#### [Data to use]
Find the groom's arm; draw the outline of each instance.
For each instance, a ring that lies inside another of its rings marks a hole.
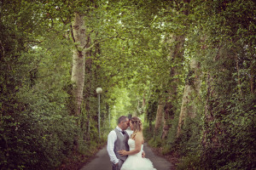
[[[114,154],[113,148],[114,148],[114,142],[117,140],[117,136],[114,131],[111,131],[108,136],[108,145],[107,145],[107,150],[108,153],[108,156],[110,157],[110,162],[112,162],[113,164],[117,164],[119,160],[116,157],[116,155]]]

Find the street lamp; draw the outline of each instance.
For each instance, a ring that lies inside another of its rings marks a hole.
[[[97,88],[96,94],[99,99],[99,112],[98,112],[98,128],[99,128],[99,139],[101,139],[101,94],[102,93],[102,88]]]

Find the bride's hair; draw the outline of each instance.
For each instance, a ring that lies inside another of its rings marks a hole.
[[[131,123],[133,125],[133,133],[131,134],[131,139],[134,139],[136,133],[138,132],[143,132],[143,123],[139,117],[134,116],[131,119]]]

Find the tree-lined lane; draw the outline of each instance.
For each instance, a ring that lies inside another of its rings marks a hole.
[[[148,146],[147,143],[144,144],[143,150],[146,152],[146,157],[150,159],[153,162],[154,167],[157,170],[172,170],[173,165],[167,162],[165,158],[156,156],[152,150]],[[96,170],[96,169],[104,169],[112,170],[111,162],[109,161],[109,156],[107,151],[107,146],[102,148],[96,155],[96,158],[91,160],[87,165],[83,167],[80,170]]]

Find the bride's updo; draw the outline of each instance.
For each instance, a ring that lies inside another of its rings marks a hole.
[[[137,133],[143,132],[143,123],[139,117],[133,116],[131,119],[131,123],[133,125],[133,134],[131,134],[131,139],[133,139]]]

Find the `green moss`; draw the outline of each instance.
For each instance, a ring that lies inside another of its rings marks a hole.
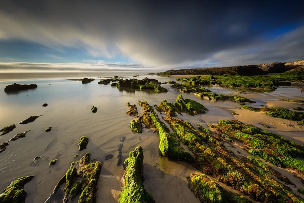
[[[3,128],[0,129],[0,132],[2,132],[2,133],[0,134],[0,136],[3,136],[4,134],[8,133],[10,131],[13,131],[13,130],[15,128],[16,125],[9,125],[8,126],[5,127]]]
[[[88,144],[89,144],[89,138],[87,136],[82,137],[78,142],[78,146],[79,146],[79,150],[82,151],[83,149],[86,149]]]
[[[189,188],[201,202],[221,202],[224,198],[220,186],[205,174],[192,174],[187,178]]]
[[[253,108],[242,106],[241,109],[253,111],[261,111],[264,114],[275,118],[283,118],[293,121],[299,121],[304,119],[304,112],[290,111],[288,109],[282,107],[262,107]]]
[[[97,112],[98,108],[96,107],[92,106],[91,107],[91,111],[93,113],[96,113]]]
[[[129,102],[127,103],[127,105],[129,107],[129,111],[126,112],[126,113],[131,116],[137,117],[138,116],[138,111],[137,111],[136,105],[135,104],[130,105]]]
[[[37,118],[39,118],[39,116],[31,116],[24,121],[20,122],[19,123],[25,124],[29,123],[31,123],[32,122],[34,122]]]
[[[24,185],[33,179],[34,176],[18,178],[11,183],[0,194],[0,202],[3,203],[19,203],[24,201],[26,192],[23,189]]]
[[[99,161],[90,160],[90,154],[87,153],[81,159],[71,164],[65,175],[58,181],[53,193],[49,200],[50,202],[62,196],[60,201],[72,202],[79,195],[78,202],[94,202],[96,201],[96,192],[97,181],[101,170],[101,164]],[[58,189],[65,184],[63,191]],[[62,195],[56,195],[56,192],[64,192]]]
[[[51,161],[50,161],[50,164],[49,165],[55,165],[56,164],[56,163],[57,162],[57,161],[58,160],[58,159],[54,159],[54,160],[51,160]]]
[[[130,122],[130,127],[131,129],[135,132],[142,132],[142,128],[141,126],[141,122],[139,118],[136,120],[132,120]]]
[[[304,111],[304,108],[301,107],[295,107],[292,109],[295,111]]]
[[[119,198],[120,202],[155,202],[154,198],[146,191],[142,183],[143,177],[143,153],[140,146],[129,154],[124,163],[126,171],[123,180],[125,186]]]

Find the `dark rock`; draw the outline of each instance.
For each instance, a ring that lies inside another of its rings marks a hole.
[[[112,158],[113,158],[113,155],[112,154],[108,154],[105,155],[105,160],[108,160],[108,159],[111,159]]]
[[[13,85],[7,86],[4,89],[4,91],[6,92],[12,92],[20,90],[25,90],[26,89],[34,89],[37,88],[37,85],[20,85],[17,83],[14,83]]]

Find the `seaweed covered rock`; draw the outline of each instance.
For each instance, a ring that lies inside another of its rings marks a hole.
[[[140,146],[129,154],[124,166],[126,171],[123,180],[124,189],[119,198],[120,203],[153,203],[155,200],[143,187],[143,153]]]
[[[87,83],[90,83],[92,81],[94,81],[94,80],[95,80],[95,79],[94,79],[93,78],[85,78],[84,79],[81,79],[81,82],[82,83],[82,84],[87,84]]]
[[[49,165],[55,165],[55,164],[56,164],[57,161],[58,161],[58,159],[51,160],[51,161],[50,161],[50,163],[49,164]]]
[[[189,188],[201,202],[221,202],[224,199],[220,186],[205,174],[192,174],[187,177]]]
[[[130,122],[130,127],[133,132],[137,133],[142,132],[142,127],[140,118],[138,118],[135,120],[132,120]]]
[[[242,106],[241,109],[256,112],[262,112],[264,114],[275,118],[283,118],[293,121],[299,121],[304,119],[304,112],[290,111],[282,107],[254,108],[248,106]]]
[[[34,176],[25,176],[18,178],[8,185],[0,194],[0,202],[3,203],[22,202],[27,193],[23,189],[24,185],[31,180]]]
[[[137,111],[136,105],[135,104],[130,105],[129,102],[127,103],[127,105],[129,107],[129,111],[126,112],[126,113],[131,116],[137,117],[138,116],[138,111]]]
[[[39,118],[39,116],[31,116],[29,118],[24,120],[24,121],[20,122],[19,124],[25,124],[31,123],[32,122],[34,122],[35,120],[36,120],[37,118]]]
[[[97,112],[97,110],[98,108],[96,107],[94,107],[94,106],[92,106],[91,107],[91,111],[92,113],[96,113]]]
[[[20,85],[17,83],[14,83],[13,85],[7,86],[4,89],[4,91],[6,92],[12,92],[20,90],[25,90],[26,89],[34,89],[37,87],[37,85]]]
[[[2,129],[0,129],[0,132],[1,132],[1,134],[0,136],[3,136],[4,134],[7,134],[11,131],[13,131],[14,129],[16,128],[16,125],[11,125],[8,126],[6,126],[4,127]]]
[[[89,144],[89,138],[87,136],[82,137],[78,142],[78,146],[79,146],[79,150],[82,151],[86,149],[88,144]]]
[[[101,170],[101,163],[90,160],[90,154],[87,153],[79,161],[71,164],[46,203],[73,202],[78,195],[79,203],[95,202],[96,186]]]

--

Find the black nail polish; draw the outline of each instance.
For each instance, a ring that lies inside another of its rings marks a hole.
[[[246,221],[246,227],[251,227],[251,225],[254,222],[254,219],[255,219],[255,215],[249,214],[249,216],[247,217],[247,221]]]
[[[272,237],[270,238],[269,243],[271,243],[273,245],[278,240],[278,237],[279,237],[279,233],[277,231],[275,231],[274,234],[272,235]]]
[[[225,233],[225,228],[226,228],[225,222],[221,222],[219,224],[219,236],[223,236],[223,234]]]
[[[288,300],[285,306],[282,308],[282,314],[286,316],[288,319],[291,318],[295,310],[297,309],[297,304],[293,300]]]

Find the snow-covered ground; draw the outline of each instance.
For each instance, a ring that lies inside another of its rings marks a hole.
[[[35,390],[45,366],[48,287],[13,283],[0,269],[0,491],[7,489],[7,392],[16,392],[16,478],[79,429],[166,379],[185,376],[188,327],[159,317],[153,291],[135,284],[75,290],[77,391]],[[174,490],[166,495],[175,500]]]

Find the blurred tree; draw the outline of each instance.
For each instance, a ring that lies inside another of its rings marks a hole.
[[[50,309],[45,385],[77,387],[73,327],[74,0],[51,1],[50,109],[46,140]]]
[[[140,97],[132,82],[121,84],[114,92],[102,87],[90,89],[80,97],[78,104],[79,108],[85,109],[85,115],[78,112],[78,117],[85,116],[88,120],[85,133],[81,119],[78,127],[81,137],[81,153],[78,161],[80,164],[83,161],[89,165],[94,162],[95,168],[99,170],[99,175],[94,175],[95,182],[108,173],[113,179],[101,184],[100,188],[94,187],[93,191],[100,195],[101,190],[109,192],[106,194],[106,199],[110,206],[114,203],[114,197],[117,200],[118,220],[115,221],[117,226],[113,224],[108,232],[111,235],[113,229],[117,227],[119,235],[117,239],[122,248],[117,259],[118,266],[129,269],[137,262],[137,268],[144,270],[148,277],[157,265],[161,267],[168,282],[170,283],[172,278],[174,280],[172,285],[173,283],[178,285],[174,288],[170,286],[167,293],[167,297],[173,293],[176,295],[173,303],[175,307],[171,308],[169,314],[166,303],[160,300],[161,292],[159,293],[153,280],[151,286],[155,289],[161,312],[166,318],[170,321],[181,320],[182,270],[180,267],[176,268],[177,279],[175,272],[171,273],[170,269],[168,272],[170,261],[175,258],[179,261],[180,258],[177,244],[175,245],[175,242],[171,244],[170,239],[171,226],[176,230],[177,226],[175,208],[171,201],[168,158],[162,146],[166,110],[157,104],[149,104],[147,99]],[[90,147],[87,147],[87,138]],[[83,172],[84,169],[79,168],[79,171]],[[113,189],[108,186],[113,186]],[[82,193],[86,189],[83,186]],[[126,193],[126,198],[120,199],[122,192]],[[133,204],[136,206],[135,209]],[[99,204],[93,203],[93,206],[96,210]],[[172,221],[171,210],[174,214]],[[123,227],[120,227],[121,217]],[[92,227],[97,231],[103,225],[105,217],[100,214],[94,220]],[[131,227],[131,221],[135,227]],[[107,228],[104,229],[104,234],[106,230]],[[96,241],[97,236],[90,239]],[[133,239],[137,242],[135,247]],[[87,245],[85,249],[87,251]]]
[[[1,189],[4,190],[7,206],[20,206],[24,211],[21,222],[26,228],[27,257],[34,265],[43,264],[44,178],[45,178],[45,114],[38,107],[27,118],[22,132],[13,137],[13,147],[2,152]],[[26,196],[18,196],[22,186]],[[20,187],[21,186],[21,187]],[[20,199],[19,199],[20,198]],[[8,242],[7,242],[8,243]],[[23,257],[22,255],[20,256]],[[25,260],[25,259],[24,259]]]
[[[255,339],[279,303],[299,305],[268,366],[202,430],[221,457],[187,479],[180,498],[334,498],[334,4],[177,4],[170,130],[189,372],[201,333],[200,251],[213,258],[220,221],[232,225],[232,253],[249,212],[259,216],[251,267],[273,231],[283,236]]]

#### [Task description]
Show every line of the entries above that contains the word "bride". Case counts.

#### [Final answer]
Find the bride's hair; draw the outline of each instance.
Find the bride's updo; draw the outline of each instance.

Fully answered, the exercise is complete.